▶ _To do_
The line containing "Put a point on every instance of the polar bear's head" marks the start. Restate it and every following line through the end of the records exactly, and nothing else, leaving out the pictures.

▶ _Data under study_

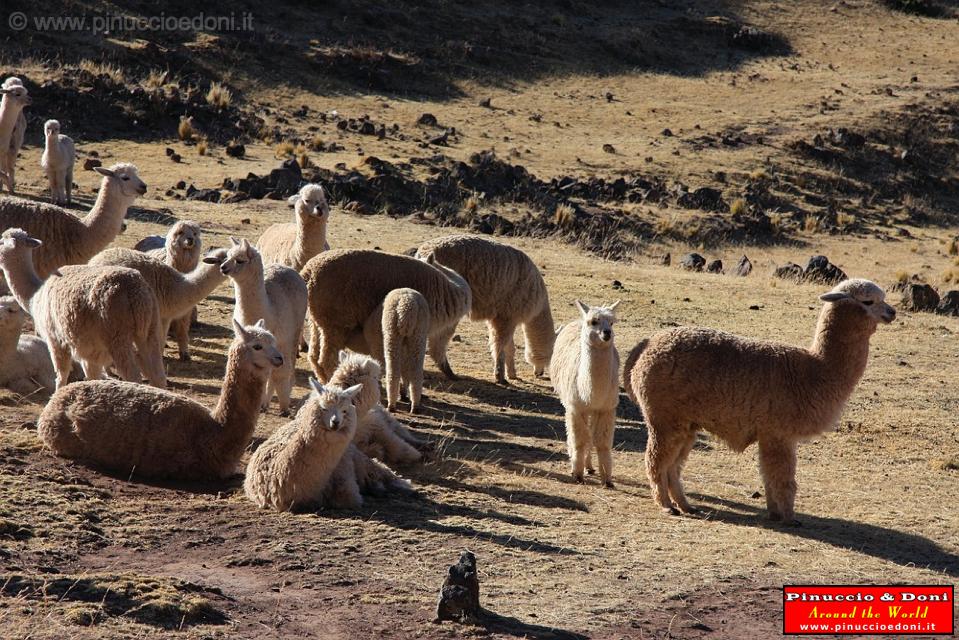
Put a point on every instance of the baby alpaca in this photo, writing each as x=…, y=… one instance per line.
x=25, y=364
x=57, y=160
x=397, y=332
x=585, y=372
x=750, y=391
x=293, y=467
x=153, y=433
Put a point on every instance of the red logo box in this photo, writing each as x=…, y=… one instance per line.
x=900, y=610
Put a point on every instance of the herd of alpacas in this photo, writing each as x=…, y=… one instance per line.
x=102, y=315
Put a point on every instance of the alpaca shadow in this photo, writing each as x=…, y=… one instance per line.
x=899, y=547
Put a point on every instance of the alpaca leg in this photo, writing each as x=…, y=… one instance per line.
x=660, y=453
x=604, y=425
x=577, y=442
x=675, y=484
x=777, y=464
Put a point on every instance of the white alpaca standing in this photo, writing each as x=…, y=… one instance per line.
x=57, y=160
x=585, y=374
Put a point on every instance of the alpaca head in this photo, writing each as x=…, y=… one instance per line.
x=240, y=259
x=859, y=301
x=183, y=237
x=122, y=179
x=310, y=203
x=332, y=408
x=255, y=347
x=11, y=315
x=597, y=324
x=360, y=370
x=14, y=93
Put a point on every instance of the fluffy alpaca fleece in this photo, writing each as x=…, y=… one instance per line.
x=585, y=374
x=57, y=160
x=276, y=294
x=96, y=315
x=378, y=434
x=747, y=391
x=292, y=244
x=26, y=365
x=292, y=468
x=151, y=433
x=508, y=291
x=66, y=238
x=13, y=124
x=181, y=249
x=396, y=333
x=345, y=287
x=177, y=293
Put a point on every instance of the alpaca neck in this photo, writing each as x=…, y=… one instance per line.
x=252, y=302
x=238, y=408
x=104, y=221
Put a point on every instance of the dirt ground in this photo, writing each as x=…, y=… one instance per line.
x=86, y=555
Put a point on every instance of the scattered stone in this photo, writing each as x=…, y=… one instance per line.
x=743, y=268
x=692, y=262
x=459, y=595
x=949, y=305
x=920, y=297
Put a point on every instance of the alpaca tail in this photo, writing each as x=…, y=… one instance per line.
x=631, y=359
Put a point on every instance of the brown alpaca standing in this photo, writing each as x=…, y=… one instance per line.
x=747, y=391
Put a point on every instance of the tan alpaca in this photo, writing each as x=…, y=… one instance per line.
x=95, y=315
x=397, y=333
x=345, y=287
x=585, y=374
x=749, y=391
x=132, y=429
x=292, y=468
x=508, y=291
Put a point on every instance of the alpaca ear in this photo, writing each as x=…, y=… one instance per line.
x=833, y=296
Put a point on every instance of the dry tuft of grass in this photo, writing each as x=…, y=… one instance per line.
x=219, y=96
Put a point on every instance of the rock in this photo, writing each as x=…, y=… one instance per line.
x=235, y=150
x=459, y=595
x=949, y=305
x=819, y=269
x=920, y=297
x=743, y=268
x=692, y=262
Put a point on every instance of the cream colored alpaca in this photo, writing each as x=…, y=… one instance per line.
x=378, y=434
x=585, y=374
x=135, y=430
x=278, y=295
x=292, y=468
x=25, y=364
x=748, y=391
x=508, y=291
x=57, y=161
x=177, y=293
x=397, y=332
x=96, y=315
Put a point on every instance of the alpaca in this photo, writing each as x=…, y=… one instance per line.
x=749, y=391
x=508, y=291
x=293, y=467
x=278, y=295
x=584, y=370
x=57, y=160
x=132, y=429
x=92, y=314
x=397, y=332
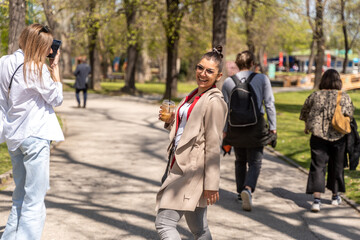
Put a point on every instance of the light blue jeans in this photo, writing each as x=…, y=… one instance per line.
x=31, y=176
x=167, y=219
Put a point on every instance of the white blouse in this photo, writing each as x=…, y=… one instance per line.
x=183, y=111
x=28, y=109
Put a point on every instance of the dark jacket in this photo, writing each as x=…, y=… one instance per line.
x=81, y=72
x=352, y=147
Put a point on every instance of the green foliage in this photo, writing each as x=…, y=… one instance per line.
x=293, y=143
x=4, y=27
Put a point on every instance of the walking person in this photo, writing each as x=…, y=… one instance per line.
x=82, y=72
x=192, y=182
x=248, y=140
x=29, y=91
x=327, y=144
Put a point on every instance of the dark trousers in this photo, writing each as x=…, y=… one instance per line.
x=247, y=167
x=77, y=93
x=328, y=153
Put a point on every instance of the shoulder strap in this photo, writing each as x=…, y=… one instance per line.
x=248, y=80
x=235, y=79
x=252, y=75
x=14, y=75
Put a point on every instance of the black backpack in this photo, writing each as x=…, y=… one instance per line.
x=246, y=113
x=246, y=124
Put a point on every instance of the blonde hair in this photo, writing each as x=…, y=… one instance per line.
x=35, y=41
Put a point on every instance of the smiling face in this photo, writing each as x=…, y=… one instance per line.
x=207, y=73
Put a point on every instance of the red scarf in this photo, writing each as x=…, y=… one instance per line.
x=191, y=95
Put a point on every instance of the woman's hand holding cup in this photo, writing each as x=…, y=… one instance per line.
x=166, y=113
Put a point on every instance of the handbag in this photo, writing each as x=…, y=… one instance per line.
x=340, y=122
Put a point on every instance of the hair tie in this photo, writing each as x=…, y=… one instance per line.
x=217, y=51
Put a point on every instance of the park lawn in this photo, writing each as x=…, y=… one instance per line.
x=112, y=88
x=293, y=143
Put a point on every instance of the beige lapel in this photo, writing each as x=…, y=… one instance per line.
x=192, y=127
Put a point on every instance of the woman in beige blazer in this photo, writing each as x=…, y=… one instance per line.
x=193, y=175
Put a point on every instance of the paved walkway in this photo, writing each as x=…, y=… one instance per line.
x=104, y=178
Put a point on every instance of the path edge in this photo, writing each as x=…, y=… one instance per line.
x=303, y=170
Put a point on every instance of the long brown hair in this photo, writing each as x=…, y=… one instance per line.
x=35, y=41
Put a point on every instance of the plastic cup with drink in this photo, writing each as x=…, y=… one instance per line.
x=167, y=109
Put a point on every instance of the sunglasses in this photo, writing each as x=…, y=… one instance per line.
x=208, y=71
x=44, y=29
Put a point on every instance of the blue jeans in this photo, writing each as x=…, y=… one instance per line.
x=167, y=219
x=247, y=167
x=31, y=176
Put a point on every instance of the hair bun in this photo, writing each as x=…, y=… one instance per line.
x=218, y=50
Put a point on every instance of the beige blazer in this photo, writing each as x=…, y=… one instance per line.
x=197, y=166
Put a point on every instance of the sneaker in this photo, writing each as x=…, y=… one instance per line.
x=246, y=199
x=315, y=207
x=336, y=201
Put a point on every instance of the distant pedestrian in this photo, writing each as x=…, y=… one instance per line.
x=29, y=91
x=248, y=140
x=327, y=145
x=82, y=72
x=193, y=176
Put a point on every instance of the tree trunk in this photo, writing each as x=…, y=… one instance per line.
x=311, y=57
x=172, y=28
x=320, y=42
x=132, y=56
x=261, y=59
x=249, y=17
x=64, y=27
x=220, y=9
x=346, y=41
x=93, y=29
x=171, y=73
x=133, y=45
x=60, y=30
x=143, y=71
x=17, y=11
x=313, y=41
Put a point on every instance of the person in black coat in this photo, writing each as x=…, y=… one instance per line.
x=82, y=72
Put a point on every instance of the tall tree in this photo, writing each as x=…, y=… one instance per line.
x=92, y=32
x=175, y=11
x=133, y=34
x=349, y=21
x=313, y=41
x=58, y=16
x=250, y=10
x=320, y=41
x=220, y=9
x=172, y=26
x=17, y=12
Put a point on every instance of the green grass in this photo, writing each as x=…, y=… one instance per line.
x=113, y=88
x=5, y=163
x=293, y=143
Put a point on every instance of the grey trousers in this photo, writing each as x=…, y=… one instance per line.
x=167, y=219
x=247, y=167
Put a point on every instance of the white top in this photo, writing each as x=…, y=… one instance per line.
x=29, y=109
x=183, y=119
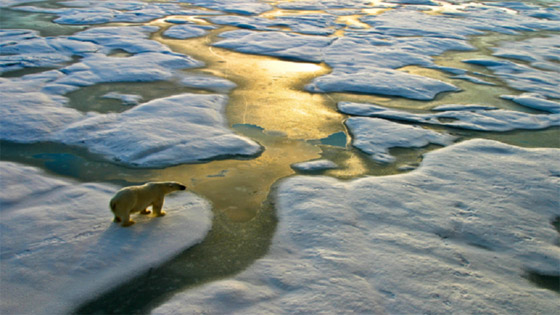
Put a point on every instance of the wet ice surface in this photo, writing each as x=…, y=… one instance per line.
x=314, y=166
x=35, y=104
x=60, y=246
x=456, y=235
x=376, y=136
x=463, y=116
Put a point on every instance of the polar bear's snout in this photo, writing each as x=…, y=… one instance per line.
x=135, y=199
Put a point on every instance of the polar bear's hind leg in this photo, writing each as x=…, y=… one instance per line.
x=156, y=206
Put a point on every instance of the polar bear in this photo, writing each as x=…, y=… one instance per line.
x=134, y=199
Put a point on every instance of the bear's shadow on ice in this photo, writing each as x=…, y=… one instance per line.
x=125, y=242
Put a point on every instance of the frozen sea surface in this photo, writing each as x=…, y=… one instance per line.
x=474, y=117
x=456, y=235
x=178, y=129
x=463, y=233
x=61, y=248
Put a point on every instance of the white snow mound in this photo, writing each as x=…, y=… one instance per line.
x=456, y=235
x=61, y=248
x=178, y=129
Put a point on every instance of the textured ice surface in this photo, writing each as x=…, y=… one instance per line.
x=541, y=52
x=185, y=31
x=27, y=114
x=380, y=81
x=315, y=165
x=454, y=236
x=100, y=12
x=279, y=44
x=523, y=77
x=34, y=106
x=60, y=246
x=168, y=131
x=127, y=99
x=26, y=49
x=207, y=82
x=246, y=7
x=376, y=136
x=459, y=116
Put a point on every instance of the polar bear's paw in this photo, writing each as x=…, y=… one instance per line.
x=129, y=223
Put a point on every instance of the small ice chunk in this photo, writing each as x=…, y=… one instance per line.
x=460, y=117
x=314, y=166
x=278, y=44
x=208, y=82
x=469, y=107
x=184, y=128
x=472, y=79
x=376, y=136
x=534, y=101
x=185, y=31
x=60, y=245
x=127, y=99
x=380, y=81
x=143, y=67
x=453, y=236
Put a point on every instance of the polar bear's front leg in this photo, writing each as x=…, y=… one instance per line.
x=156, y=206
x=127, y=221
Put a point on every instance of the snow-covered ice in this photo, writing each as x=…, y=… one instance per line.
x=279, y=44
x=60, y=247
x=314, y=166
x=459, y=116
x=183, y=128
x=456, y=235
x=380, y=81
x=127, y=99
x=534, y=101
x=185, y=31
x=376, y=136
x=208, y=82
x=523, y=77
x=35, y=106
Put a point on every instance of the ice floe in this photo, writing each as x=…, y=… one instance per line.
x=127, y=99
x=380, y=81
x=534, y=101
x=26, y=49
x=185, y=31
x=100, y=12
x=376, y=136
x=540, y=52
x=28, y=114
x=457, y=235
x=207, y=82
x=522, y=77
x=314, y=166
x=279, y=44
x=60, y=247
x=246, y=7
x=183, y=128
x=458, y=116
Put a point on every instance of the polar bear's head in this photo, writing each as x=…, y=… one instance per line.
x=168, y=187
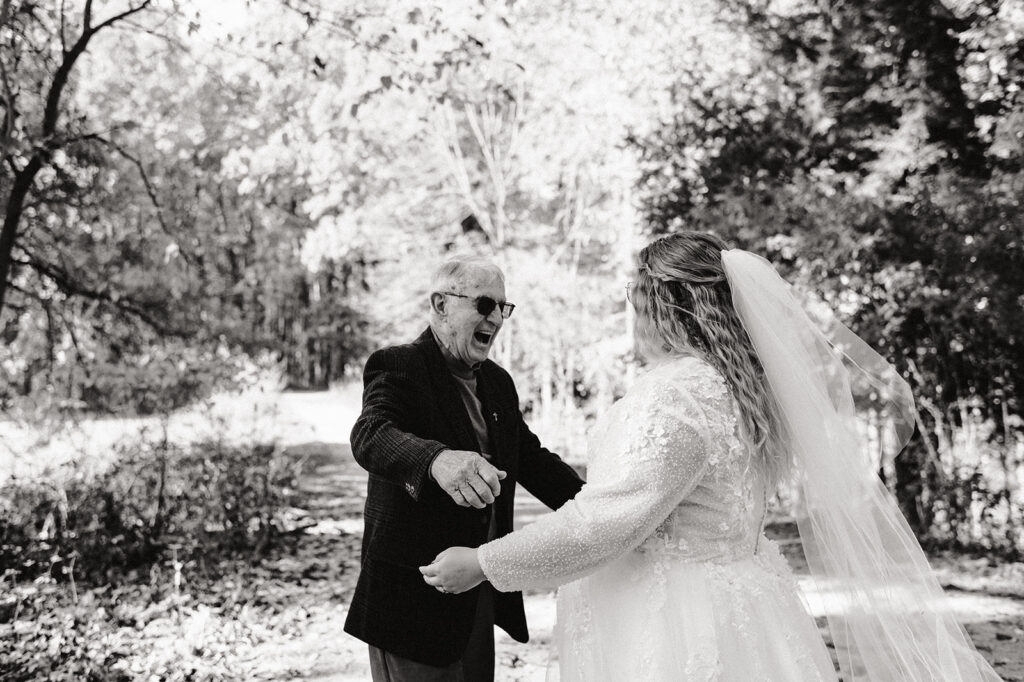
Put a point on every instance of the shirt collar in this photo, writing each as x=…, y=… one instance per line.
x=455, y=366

▶ _Task output_
Put a point on every instance of the polar bear's head in this photo, writing each as x=…, y=… one instance per line.
x=168, y=187
Put a point on every instance of the shirt collar in this photo, writing each as x=…, y=… one instance per line.
x=455, y=366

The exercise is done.